> _Задание 1_
Перепишите дословно фрагмент отрывка о Чернышевском и Добролюбове, который начинается словами «[213]. Заметим при» и заканчивается словами «делает революционное дело.».

____

«Срубленное древо жизни». Судьба Николая Чернышевского — страница 50 из 107

[213]. Заметим при этом, что Добролюбов достаточно резко выступал против революционных движений, в частности, против восстания сипаев в Индии. Интересно, что когда вышел роман «Накануне» русская интеллигенция восприняла его как предвестие скорой революции. Об этом, скажем, говорил А.Н. Островский. И только скептически настроенный Добролюбов увидел, что ничего относящегося к преобразованиям в России здесь нет и в помине. Отсюда и название его статьи: «Когда же придет настоящий день?» Пока есть лишь марево, обманка, намек, не более того. Не случайно так обиделся на эту статью Тургенев, втайне считавший, что он делает революционное дело.

Для Чернышевского, как я уже писал, Добролюбов был не просто духовный сын, а тем, кем он сам хотел бы быть. Может, более резким, более язвительным, более скептичным, чем старший товарищ. Но энтузиасту скептицизм полезен как своего рода противоядие. И он получал его от Добролюбова. Можно сказать, он был влюблен в его духовную силу, всячески о нем заботился. По словам хорошо знавшей их отношения А.Я. Панаевой, Чернышевский и Добролюбов никогда не говорили друг другу, подобно многим литераторам, о своей взаимной привязанности, но нельзя было не видеть, насколько они искренно любят и уважают один другого.

____

> _Задание 2_
Отредактируйте строки записей от их начала до строки, содержащей «[219,25,240,48]», включительно, заменив «vehicle» на «car» и ничего больше не меняя. Приведите только эти строки.

Фрагменты данных о размеченных областях:
____

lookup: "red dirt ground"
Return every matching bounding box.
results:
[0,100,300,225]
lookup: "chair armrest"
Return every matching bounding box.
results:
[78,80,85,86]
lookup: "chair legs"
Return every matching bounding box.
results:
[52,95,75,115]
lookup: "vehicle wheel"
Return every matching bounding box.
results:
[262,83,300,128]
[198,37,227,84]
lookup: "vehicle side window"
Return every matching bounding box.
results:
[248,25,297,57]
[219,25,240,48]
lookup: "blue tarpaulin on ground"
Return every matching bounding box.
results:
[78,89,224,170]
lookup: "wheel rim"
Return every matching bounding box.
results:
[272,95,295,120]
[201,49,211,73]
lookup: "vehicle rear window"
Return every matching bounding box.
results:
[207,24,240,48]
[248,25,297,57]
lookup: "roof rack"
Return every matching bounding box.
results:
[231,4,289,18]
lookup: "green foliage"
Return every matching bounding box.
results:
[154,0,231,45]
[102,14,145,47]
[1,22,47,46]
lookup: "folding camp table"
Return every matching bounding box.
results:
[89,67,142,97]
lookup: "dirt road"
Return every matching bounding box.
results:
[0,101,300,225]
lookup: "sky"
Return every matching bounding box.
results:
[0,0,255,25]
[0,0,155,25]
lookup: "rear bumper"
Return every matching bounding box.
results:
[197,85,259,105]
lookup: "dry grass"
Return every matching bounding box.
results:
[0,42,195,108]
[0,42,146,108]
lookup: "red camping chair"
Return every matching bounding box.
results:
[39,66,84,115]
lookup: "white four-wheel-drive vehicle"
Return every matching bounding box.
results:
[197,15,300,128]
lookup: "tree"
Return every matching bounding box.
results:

____

> _Решение задачи 1_
[213]. Заметим при этом, что Добролюбов достаточно резко выступал против революционных движений, в частности, против восстания сипаев в Индии. Интересно, что когда вышел роман «Накануне» русская интеллигенция восприняла его как предвестие скорой революции. Об этом, скажем, говорил А.Н. Островский. И только скептически настроенный Добролюбов увидел, что ничего относящегося к преобразованиям в России здесь нет и в помине. Отсюда и название его статьи: «Когда же придет настоящий день?» Пока есть лишь марево, обманка, намек, не более того. Не случайно так обиделся на эту статью Тургенев, втайне считавший, что он делает революционное дело.

> _Решение задачи 2_
lookup: "red dirt ground"
Return every matching bounding box.
results:
[0,100,300,225]
lookup: "chair armrest"
Return every matching bounding box.
results:
[78,80,85,86]
lookup: "chair legs"
Return every matching bounding box.
results:
[52,95,75,115]
lookup: "car wheel"
Return every matching bounding box.
results:
[262,83,300,128]
[198,37,227,84]
lookup: "car side window"
Return every matching bounding box.
results:
[248,25,297,57]
[219,25,240,48]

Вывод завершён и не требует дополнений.